• [Fragment uit document]:
>>>>

Ook de matrozen hadden het nog niet ver gebracht in den overgang
naar het tegenwoordige; zij roeiden als waren het kerels van Coen
geweest. Het is dan ook een aanmoedigend gezicht, zoo snel als
het beeld van het schip kleiner wordt. Zegt er een : ,,Ik kan de
bramra nog zien", dan kan men bemerken, dat er nog wat harder
getrokken wordt; ook die bramra moet onder de kim. Maar dat lukt
eerst, wanneer de wijde watervlakte achter den rug is en wij, na
bijna twee uren roeien, in de riviermonding komen.

<<<<

• [Ruwe gegevens]:

>>>>

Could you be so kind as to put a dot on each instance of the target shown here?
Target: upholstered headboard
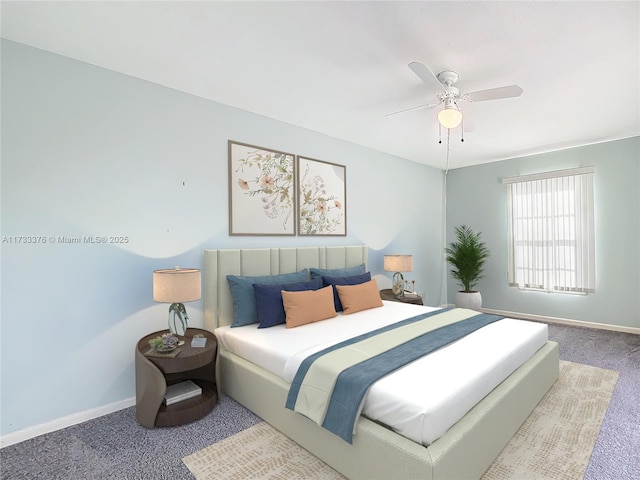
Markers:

<<<<

Hoe gaat het fragment over de roeitocht van de matrozen verder na de laatste zin? Schrijf het vervolg.

Dan kan men goed zien, hoe snel het gaat, hoe gretig de rivier
zeewater slurpt. Fraai is hier het Indische landschap niet;
overal egale randen van bakau-boomen, vrijwel mensch noch dier te
zien, het water een effen, vuilgeel sap met vermalen bladeren,
bast en takken; soms een verdacht stuk hout, dat wordt nagekeken,
of het bijgeval de kop van een kaaiman is. Nu en dan tijdelijk
naar zijn oorsprong terugkoersende boomstam of verzameling nipahstronken,
,,drijvende eilanden", waarvan in zee de zeeroovers partij trekken om de
prauw er aan vast te klampen en aldus zich onzichtbaar te maken,
wanneer zij den rook zien naderen van een stoomschip, dat
misschien op hen uit is, en dat zij, ongedekt, allicht niet meer zouden ontloopen.
Maar dat gevaar liepen zij eigenlijk alleen bij het krieken van
den dag. Want van de oorlogsschepen was de rook — van
Koetei- of Poeloe Laut-kolen — voor hen gewoonlijk welkom
ver te zien. Bij de veel voorkomende windstilten steeg, wat er
van het uitbraaksel van den schoorsteen niet als gloeiende
roetklonten op de zonnetent viel, om daarin gaten te branden, als
een inktzwarte zuil ten hemel, twintig zeemijlen ver zichtbaar.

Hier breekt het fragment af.